- OBJECTIVE 1 -
Please summarize the forum post below about splitting a pandas column on hyphens in exactly two sentences.
- OBJECTIVE 2 -
Extend the forum post below about splitting a pandas column on hyphens, picking up right after its last line.

- EXCERPT TO READ -
-.-.-
I've been doing webscraping in Python and hit a problem which broke my script. I usually separate a certain column with str.split()
on -
, which gives me the columns I want and normally just populates everything I don't need with NA (which is fine).
Today I hit an edge case where a player with a hyphen popped up which made this not work. Below is a reproducible example, the data usually has 500 rows so this instance could occur multiple times.
import pandas as pd
df = pd.DataFrame({"score": ["Jump ball: Shai-Gilgeous Alexander vs Jeremiah Robinson-Earl", "0-0"]})
# this doesnt work anymore because of 2 players with a hyphen popped up,
# which makes this return more than the 2 columns i want
df[["scoreAway", "scoreHome"]] = df["score"].str.split(
"-", expand=True
)
-.-.-
- GIVEN INFORMATION -
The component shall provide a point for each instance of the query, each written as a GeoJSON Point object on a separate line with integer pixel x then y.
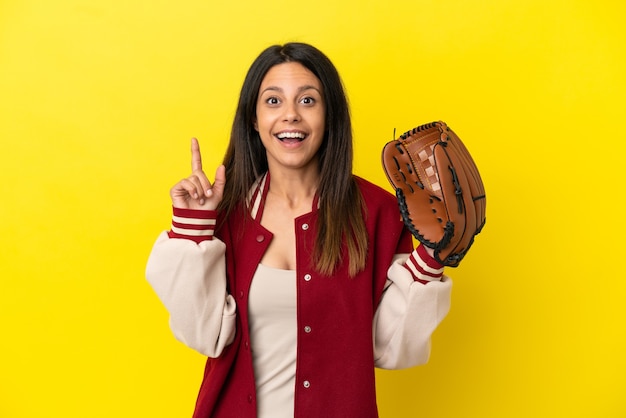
-.-.-
- EXERCISE RESPONSE 1 -
The writer scrapes web data with Python and usually splits a column on "-" with str.split(), which produces the wanted columns and fills everything unneeded with NA. Hyphenated player names recently broke this approach because the split now returns more than the two intended columns, and the post includes a small reproducible pandas example of the issue.

- EXERCISE RESPONSE 2 -
error: ValueError: Columns must be same length as key
The solution to me is I need to replace hyphens with spaces, but only on rows that have that score = str.contains("Jump ball:"). So Shai-Gilgeous Alexander
would become Shai Gilgeous Alexander
, and the 0-0 would remain unaffected. But I'm having a hard time finding resources on how to do that.
If anyone has a quick fix or suggestion I'd appreciate it!
CodePudding user response:
Try adding n=1
to the .str.split()
call:
df[["scoreAway", "scoreHome"]] = df["score"].str.split(
"-", expand=True, n=1
)
That will cause it to split on the first -
only.